▸ **HOW TO COMPLETE THIS TASK**
Please transcribe the entries exactly and omit the images they contain.

[Opening SOURCE MATERIAL section]

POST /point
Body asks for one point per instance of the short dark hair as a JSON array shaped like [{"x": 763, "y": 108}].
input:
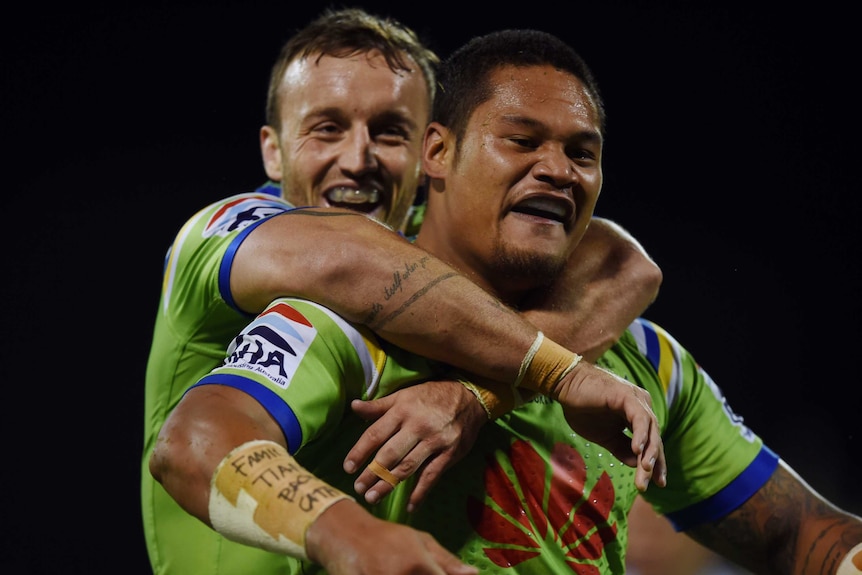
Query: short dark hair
[
  {"x": 463, "y": 77},
  {"x": 345, "y": 32}
]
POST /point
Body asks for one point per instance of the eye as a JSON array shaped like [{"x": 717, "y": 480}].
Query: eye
[
  {"x": 524, "y": 142},
  {"x": 327, "y": 129},
  {"x": 581, "y": 154}
]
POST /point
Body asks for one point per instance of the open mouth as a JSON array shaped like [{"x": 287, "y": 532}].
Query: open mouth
[
  {"x": 547, "y": 208},
  {"x": 359, "y": 199}
]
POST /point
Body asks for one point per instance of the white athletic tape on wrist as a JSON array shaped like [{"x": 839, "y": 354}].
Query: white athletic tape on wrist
[
  {"x": 852, "y": 564},
  {"x": 545, "y": 365},
  {"x": 261, "y": 496}
]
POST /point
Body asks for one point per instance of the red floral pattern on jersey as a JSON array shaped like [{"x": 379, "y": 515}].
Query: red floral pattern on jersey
[{"x": 544, "y": 508}]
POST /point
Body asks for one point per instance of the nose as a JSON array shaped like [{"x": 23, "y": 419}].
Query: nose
[
  {"x": 556, "y": 168},
  {"x": 359, "y": 153}
]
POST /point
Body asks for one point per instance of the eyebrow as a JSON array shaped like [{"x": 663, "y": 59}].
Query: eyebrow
[{"x": 590, "y": 135}]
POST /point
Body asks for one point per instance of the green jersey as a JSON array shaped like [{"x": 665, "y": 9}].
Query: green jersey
[
  {"x": 531, "y": 496},
  {"x": 196, "y": 319}
]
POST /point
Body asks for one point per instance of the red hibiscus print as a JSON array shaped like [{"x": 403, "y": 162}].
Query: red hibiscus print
[{"x": 544, "y": 510}]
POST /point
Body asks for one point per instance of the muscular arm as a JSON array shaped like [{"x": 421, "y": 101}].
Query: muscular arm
[
  {"x": 610, "y": 281},
  {"x": 371, "y": 275},
  {"x": 786, "y": 527},
  {"x": 211, "y": 422}
]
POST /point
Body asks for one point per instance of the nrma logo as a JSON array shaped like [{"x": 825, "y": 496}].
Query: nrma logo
[{"x": 273, "y": 345}]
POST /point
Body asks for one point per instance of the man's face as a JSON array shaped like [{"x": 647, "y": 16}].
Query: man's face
[
  {"x": 516, "y": 197},
  {"x": 350, "y": 136}
]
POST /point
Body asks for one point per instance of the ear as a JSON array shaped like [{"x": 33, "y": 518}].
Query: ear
[
  {"x": 270, "y": 150},
  {"x": 437, "y": 147}
]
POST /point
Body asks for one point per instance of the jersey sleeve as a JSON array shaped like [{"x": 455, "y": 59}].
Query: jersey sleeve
[
  {"x": 303, "y": 364},
  {"x": 715, "y": 462}
]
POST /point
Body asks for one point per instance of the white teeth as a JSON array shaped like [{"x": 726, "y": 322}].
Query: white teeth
[{"x": 353, "y": 196}]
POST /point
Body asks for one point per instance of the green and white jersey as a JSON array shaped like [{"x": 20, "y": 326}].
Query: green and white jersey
[
  {"x": 195, "y": 320},
  {"x": 531, "y": 496}
]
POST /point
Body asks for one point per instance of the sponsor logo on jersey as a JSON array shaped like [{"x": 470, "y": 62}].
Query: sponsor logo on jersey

[Closing SOURCE MATERIAL section]

▸ **ANSWER SECTION**
POST /point
Body asks for one point per instance of the short dark hair as a JSON array shaped like [{"x": 763, "y": 108}].
input:
Query: short dark hair
[
  {"x": 463, "y": 77},
  {"x": 345, "y": 32}
]
POST /point
Body asks for one point per instance of the eye as a JSON array shaped like [{"x": 717, "y": 480}].
Query: eye
[
  {"x": 524, "y": 142},
  {"x": 327, "y": 129},
  {"x": 581, "y": 154}
]
POST /point
Body asks for one point per instance of the open mouth as a JSON array shaped like [{"x": 287, "y": 532}].
Query: open mouth
[
  {"x": 547, "y": 208},
  {"x": 359, "y": 199}
]
POST /point
Body asks for one point per instance of the white athletic tape on wrist as a JSON array shaped like [{"x": 839, "y": 354}].
Query: white athletic tape on wrist
[
  {"x": 852, "y": 564},
  {"x": 545, "y": 365},
  {"x": 261, "y": 496}
]
POST /point
Body asks for one point per instance of the red floral pattern on jersey as a JSON array shaped like [{"x": 379, "y": 515}].
Query: red floral pattern on jersey
[{"x": 544, "y": 508}]
POST /point
Body asks for one point per instance of the nose as a JSON array shaped like [{"x": 23, "y": 419}].
Query: nose
[
  {"x": 556, "y": 168},
  {"x": 359, "y": 153}
]
POST /point
Body asks for one point per instance of the eyebrow as a JSON array shaped like [{"x": 663, "y": 59}].
Query: eyebrow
[{"x": 590, "y": 135}]
POST /point
Body asks for one point per instance of the green jersey as a JSON array shaped like [{"x": 665, "y": 9}].
Query: green jersey
[
  {"x": 531, "y": 496},
  {"x": 196, "y": 319}
]
POST /point
Body asks for one point per instance of the red hibiscus print as a JSON array shaped like [{"x": 403, "y": 162}].
Query: red hibiscus print
[{"x": 544, "y": 510}]
POST /point
Body asks for one point per instance of the muscular arm as a JSON array shaped like [{"x": 421, "y": 101}].
Query: muscular arm
[
  {"x": 610, "y": 281},
  {"x": 371, "y": 275},
  {"x": 786, "y": 527},
  {"x": 211, "y": 422}
]
POST /point
Body asks for one point per instance of the nrma logo as a JSON array shaped like [{"x": 825, "y": 496}].
Query: nrma logo
[{"x": 273, "y": 345}]
POST /point
Body asks for one point per instance of the man's face as a JSON array shaped like [{"x": 647, "y": 16}].
Query: man's face
[
  {"x": 516, "y": 197},
  {"x": 350, "y": 136}
]
POST /point
Body asks for one point per instance of the ear as a JSON array shaped like [{"x": 33, "y": 518}].
Query: ear
[
  {"x": 270, "y": 150},
  {"x": 437, "y": 147}
]
POST /point
Body asks for one point per instance of the jersey sleeve as a JSON array shaped like [{"x": 455, "y": 59}].
Query: jersey sleeve
[
  {"x": 303, "y": 364},
  {"x": 715, "y": 462}
]
POST /point
Body asks for one point per instance of the white teeth as a JSON array shaped like [{"x": 726, "y": 322}].
Query: white teeth
[{"x": 353, "y": 196}]
POST /point
Body asks for one point per instance of the green and white jersey as a JSON array shaped like [{"x": 20, "y": 326}].
Query: green and white jersey
[
  {"x": 195, "y": 320},
  {"x": 531, "y": 496}
]
POST /point
Body asks for one point per instance of the sponsor logo on jersey as a JSON array shaped like [{"x": 470, "y": 62}].
Query: sponsor logo on jersey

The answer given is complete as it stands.